--- START OF TASK MATERIAL ---
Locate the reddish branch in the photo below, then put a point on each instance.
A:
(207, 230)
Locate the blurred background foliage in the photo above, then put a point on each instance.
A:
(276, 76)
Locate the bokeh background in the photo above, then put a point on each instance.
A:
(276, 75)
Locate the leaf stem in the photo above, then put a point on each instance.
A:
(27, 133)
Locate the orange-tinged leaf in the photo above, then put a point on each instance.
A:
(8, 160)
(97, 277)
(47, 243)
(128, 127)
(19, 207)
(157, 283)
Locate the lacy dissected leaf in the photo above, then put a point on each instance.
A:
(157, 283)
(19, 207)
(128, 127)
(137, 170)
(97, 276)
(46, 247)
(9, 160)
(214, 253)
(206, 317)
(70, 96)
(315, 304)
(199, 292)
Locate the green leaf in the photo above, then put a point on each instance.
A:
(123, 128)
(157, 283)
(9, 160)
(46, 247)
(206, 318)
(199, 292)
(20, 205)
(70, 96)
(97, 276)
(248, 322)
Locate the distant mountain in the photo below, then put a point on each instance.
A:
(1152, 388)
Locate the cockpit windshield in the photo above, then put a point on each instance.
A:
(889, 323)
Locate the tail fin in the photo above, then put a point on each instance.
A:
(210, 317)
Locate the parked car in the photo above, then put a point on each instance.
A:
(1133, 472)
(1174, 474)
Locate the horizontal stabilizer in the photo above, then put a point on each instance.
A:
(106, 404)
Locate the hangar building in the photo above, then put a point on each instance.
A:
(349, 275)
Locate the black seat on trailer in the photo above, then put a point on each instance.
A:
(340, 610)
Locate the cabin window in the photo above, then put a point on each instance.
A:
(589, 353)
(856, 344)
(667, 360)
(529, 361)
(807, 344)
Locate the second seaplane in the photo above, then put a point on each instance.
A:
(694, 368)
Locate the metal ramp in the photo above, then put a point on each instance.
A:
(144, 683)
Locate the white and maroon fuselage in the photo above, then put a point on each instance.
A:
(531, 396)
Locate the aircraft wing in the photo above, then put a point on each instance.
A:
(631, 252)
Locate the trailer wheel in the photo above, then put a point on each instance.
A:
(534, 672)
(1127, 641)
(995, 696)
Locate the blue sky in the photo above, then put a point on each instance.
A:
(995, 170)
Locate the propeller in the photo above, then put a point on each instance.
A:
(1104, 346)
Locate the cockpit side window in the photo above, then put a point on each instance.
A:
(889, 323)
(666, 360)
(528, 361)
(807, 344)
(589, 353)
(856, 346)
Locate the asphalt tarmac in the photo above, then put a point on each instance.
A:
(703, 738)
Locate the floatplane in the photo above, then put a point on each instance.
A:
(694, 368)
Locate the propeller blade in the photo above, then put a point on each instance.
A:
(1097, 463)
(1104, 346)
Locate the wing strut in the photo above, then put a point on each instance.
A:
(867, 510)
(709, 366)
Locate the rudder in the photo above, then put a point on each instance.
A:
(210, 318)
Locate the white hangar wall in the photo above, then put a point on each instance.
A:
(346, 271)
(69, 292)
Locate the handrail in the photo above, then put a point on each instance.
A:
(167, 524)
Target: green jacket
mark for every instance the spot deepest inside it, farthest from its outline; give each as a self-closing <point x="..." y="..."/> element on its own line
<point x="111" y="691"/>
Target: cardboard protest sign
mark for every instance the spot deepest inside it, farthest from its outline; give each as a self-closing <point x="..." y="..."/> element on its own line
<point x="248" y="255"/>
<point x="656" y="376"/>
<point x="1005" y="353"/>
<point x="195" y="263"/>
--- END OF TASK MATERIAL ---
EXERCISE BRIEF:
Output, unchanged, the lines from the line with "Locate the blue" through the final line of the material.

EXPECTED ANSWER:
Locate the blue sky in the photo above, then put a point on each instance.
A:
(995, 170)
Locate the propeller in the photo above, then put a point on each instance.
A:
(1104, 346)
Locate the cockpit side window in the photo above, then put a point on each instance.
A:
(889, 323)
(666, 360)
(528, 361)
(807, 344)
(589, 353)
(856, 346)
Locate the asphalt tarmac in the photo above, then put a point on each instance.
A:
(703, 738)
Locate the floatplane in the photo above, then put a point on each instance.
A:
(694, 368)
Locate the propeller blade in the photo above, then put a point on each instance.
A:
(1097, 463)
(1104, 346)
Locate the wing strut in the photo above, then put a point on each instance.
A:
(867, 510)
(709, 366)
Locate the rudder in the photo above, then put a point on each instance.
A:
(210, 318)
Locate the white hangar wall in the photo above, then put a point on each instance.
A:
(346, 271)
(69, 292)
Locate the handrail in the photo above, then put a point on each instance.
A:
(167, 524)
Target: green jacket
mark for every instance the spot deepest inside it, farthest from its outline; give each as a self-closing <point x="..." y="..."/> element on its own line
<point x="111" y="691"/>
Target: cardboard protest sign
mark for every instance the spot deepest inside it, farthest from its outline; give each as a self-closing <point x="..." y="..."/> element on its own line
<point x="248" y="255"/>
<point x="656" y="376"/>
<point x="1005" y="353"/>
<point x="195" y="263"/>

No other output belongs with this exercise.